[Point localization data]
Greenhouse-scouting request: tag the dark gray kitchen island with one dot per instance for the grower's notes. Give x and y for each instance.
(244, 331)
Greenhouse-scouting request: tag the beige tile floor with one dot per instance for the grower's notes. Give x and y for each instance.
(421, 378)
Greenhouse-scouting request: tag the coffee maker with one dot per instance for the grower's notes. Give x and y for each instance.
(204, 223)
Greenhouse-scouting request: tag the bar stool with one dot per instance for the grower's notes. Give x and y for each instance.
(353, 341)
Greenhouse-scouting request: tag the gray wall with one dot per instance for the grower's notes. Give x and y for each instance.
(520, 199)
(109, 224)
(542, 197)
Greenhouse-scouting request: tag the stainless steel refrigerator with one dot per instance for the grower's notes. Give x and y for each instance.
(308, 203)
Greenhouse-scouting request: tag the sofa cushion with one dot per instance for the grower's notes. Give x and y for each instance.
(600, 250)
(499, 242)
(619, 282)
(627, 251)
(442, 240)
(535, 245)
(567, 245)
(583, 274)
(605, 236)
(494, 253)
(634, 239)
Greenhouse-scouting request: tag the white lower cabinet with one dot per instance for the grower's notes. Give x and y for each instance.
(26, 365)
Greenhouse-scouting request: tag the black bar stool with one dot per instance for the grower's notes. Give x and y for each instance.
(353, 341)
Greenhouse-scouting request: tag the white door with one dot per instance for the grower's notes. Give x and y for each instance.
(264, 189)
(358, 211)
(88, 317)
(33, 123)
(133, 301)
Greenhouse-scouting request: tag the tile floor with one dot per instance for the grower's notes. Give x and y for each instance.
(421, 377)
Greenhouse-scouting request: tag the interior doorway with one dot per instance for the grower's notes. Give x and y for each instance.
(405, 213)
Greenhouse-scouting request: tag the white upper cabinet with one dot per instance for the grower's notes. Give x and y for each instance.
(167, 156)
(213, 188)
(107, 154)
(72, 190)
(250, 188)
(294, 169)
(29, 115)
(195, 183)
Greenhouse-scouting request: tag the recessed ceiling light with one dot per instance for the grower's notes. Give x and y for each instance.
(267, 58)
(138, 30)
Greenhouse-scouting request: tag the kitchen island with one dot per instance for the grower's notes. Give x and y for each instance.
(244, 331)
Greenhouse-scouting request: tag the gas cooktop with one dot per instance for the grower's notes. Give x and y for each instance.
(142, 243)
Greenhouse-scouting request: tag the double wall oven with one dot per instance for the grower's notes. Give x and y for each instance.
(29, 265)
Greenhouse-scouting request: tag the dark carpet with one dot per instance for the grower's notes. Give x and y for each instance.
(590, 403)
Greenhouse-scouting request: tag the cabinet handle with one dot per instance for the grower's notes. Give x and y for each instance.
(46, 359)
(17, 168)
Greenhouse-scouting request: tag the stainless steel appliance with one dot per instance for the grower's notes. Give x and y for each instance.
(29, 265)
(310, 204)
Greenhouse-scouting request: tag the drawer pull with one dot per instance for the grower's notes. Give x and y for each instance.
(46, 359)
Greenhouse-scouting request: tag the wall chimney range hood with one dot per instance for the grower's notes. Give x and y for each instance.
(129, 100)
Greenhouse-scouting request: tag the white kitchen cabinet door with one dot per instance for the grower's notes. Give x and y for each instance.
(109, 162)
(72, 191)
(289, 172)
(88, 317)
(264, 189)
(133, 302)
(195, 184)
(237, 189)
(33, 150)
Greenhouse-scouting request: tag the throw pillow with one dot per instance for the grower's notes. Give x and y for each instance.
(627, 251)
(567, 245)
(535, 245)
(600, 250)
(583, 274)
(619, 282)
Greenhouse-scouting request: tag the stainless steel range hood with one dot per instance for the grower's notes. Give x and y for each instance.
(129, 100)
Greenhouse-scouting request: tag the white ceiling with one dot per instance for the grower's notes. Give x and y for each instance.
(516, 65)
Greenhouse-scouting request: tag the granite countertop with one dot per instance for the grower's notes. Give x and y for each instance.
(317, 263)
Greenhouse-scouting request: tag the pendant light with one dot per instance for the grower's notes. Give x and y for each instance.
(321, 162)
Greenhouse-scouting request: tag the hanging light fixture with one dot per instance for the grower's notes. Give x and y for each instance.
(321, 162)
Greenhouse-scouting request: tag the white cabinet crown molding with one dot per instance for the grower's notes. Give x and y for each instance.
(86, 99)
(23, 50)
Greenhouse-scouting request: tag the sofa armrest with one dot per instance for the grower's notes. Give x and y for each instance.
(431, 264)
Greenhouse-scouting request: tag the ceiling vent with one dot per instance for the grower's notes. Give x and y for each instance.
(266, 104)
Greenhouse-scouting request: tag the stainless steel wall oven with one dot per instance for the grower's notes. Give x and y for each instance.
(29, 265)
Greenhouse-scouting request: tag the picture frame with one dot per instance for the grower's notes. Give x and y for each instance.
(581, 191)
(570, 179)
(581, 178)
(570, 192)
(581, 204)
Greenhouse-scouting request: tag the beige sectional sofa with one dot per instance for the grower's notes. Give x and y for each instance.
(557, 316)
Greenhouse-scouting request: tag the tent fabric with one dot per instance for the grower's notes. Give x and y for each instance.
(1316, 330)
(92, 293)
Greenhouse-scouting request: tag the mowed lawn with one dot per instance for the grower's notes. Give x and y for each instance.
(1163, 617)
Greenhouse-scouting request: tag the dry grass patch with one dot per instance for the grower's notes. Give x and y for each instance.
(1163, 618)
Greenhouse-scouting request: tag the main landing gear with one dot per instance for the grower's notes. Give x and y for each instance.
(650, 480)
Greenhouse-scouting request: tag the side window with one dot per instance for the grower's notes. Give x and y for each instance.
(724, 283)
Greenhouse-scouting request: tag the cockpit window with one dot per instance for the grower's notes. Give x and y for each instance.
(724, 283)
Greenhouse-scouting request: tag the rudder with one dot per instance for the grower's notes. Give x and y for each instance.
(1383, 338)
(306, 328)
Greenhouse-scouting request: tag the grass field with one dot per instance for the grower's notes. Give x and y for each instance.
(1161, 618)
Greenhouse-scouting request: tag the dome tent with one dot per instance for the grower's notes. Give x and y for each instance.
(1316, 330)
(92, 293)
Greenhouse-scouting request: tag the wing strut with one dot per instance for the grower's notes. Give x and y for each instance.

▶ **ACTIVITY**
Output the entire data exactly, line for line.

▶ **ANSWER SPACE**
Greenhouse-scouting request: tag the dark gray kitchen island with one dot per instance for the grower's notes. Give x and y for each instance.
(244, 331)
Greenhouse-scouting request: tag the beige tile floor with one dot per instance for the grower's notes. Give x and y for each instance.
(421, 378)
Greenhouse-scouting request: tag the coffee maker with one dot per instance for the grower's notes. Give x and y for each instance.
(204, 223)
Greenhouse-scouting request: tag the bar stool with one dot per instance for the grower's notes. Give x and y for each instance.
(353, 341)
Greenhouse-scouting request: tag the gray wall with one dot per instance for the grower's notes. Give x and y for each instance.
(520, 199)
(109, 224)
(542, 197)
Greenhouse-scouting request: tag the stainless steel refrigerator with one dot per instance for the grower's notes. Give x and y for each instance.
(308, 203)
Greenhouse-scouting request: tag the sofa cushion with one dot per instance for the grower's notes. Give x and y for each instance.
(600, 250)
(499, 242)
(619, 282)
(627, 251)
(442, 240)
(535, 245)
(567, 245)
(583, 274)
(605, 236)
(494, 253)
(634, 239)
Greenhouse-scouting request: tag the white lower cabinet with one dot per instance for the grower's notes. Give x and y for each instance.
(26, 365)
Greenhouse-scouting request: tag the black bar stool with one dot per instance for the grower's notes. Give x and y for each instance.
(353, 341)
Greenhouse-scouting request: tag the white door with one dot per instance for the grower's notes. Give x and y for each instance.
(264, 189)
(358, 211)
(88, 317)
(33, 123)
(133, 301)
Greenhouse-scouting request: tag the tile floor with one dot per instance for the grower's notes. Give x and y for each instance.
(421, 377)
Greenhouse-scouting request: tag the interior doorway with one dot per instance for the grower's notes. Give x and y for each instance.
(405, 213)
Greenhouse-scouting request: tag the white upper cabinet with one dot per instance for the grower's notes. Give x and y for each instance.
(167, 156)
(213, 188)
(107, 154)
(72, 190)
(250, 188)
(294, 169)
(29, 115)
(195, 183)
Greenhouse-scouting request: tag the recessed ceiling light with one dot per instance for the grower's notes. Give x and y for each instance.
(267, 58)
(138, 30)
Greenhouse-scouting request: tag the kitchen island with one dot per instance for the grower's notes. Give x and y for each instance.
(244, 331)
Greenhouse-scouting request: tag the gas cooktop with one dot per instance for the grower's notes. Give x and y for each instance.
(142, 243)
Greenhouse-scouting request: tag the double wall oven with one dot per instance for the grower's notes. Give x and y for each instance.
(29, 265)
Greenhouse-scouting request: tag the dark carpet with one dot per instance for the grower's notes. Give x and y for each instance.
(590, 403)
Greenhouse-scouting request: tag the cabinet handle with one dot per instance for the grower's notes. Give x and y for each instance.
(46, 359)
(17, 168)
Greenhouse-scouting request: tag the stainless steel appliance with one dot per instance for the grower's notes. Give x and y for each instance.
(29, 265)
(310, 204)
Greenhouse-scouting request: tag the drawer pull with one dot per instance for the grower's notes. Give x and y for each instance.
(46, 359)
Greenhouse-scouting request: tag the wall chimney range hood with one dot per instance for the grower's notes. Give x and y for each instance.
(129, 100)
Greenhouse-scouting request: tag the white kitchen cabinet door with one dot per instance for the grower's notes. Give x and y for each instance.
(109, 162)
(72, 191)
(289, 172)
(88, 317)
(264, 189)
(133, 302)
(195, 184)
(237, 189)
(33, 150)
Greenhouse-scouting request: tag the throw pillow with one dot per instance for the grower's notes. Give x and y for each instance.
(627, 251)
(567, 245)
(535, 245)
(600, 250)
(583, 274)
(619, 282)
Greenhouse-scouting request: tag the stainless steel range hood with one dot per instance for the grower's notes. Give x and y for each instance.
(129, 100)
Greenhouse-scouting request: tag the white ceiling with one dot per instance for the grower's notes. Give x and y for each instance.
(516, 65)
Greenhouse-scouting request: tag the granite countertop with one dot per instance for the grower's notes. Give x and y for each instance.
(317, 263)
Greenhouse-scouting request: tag the pendant light with one dot per instance for the grower's notes. Give x and y for each instance.
(321, 162)
Greenhouse-scouting request: tag the hanging light fixture with one dot per instance for the grower's notes. Give x and y for each instance.
(321, 162)
Greenhouse-scouting request: tag the white cabinet crown molding with one dot per instance for the grower's notes. Give x and y for each instance.
(86, 99)
(23, 50)
Greenhouse-scouting request: tag the sofa armrest with one dot per instance for the grower's notes. Give x and y for each instance.
(431, 264)
Greenhouse-scouting request: tag the ceiling vent with one dot per instance for the grower's notes. Give x and y for each instance.
(266, 104)
Greenhouse-scouting request: tag the stainless steel wall oven with one dot per instance for the grower's notes. Give x and y for each instance.
(29, 265)
Greenhouse-scouting request: tag the picture frame with one dot per instance for the grower's notes. Give x and y for each instance.
(581, 191)
(570, 179)
(581, 178)
(570, 192)
(581, 204)
Greenhouse-scouting request: tag the beige sectional sofa with one dot per instance for the grower's notes. Give x and y for each instance.
(557, 316)
Greenhouse-scouting request: tag the tent fabric with one dot per instance for the grower's notes. Give x and y for each instance.
(1316, 330)
(92, 293)
Greenhouse-scouting request: tag the mowed lawn with one dot per instance for the grower's notes. Give x and y for each instance.
(1163, 617)
Greenhouse-scouting request: tag the dry grass patch with one dot per instance for the grower's notes. Give x and y for each instance.
(1163, 618)
Greenhouse-scouting request: tag the main landing gear with one dot per instance for the grower's notes. Give x and y for each instance.
(650, 480)
Greenhouse-scouting request: tag the side window with one dot per instance for the grower's notes. Give x and y for each instance.
(724, 283)
Greenhouse-scouting request: tag the cockpit window with one dot per instance for the grower's notes. Give x and y for each instance.
(724, 283)
Greenhouse-scouting request: tag the rudder with one dot per instance for the grower's notes. Give x and y for each instance.
(1383, 338)
(306, 328)
Greenhouse-scouting request: tag the grass field with one dot per instance for the grower's notes. Give x and y for each instance.
(1161, 618)
Greenhouse-scouting request: tag the dome tent with one dot per instance for the grower's notes. Give x and y for each instance.
(1316, 330)
(92, 293)
Greenhouse-scouting request: tag the wing strut with one dot per instance for the grower's notes. Give x and y for each instance.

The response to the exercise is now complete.